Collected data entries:
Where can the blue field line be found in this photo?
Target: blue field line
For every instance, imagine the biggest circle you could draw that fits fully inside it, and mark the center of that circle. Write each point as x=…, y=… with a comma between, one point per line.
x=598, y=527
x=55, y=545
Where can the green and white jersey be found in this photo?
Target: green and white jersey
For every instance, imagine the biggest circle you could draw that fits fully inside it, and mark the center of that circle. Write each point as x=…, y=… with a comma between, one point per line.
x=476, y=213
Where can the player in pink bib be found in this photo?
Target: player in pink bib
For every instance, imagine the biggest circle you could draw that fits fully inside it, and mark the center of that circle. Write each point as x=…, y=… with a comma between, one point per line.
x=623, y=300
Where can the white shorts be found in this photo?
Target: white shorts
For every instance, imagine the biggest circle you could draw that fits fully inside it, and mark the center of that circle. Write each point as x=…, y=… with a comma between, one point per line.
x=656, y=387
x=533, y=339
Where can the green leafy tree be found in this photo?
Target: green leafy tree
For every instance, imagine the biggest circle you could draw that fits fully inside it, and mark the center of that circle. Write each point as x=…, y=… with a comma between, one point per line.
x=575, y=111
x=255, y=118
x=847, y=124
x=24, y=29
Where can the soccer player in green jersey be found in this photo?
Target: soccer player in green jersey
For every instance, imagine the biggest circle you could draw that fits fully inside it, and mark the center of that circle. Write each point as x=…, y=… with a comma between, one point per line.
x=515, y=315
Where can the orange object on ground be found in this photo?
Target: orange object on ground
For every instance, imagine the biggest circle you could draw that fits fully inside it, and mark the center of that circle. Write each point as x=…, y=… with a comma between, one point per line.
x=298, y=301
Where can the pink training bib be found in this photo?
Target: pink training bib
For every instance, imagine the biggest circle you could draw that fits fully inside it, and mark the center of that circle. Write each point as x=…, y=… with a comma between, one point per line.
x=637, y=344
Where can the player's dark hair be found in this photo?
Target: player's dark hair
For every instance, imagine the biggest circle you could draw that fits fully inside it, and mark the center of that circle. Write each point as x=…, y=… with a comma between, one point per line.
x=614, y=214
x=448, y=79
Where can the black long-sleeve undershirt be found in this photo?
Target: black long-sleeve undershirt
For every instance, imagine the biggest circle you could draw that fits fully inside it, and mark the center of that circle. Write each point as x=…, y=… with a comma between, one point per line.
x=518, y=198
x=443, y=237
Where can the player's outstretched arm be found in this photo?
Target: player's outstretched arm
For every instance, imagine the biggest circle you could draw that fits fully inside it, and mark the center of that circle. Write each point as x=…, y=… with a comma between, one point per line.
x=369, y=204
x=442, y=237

**AIM:**
Reproduce every line of the records above word for word, with no changes.

**SOLUTION TO THIS EXERCISE:**
Where can the blue field line be found in this photo?
Target: blue field line
For every instance, imagine the biggest circle you could draw that fits fully inside it, and mark the center of that circle. Write each point as x=…, y=… with a comma between, one point per line.
x=598, y=527
x=55, y=545
Where can the green and white jersey be found in this photo?
Target: green and white jersey
For every instance, imagine the biggest circle you could draw that fits fully inside it, and mark the center of that circle. Write each point as x=…, y=… with a comma between, one point per line.
x=476, y=213
Where can the player in pink bib be found in this photo?
Target: player in pink bib
For every instance, imagine the biggest circle you could draw that fits fully inside it, and mark the center of that circle. Write each point as x=…, y=… with a comma between, one point per line.
x=623, y=300
Where can the white shorts be found in this photo?
Target: white shorts
For every instance, imagine the biggest circle you could draw that fits fully inside it, and mark the center of that circle. Write each point as x=…, y=… with a comma between, one point per line.
x=656, y=387
x=533, y=339
Where can the green leafy tree be found in this photo?
Target: green leafy tree
For every instance, imagine the biggest circle you could draw that fits fully inside it, and mark the center of that circle. Write each point as x=…, y=… with a comma between, one point per line.
x=575, y=111
x=255, y=118
x=847, y=124
x=24, y=29
Where can the soccer player in green jersey be found in this photo?
Target: soccer player in green jersey
For every instance, imagine the biggest circle you could draw that fits fully inside it, and mark the center of that circle. Write each point as x=…, y=… with a comma between, one point per line.
x=515, y=315
Where can the orange object on ground be found in this photo?
Target: orange object on ground
For every instance, imagine the biggest circle you could draw that fits fully inside it, and mark the center of that circle. Write each point as x=…, y=… with a comma between, one point per line.
x=298, y=301
Where can the pink training bib be found in this photo?
Target: pink training bib
For every instance, imagine the biggest circle you could draw that fits fully inside it, and mark the center of that circle. Write each point as x=…, y=… with a comma between, one point per line.
x=637, y=344
Where can the player's dark hair be found in this photo?
Target: player's dark hair
For every instance, imagine the biggest circle you could draw that fits fully inside it, and mark the center of that circle. Write each point as x=…, y=… with a comma between, one point per line.
x=614, y=214
x=448, y=79
Where can the black long-sleeve undershirt be found in this photo?
Target: black long-sleeve undershirt
For every instance, imagine the biggest circle you could draw that fits fully inside it, and mark the center of that circle. Write each point as x=…, y=… with a comma between, one point per line.
x=518, y=198
x=443, y=237
Where can the player's outstretched arm be found in this photo?
Target: player's outstretched arm
For every instance, imagine the biggest circle you could draw that fits fully inside it, and mark the center of that circle. Write each point as x=…, y=… with a comma between, one point per line.
x=369, y=204
x=442, y=237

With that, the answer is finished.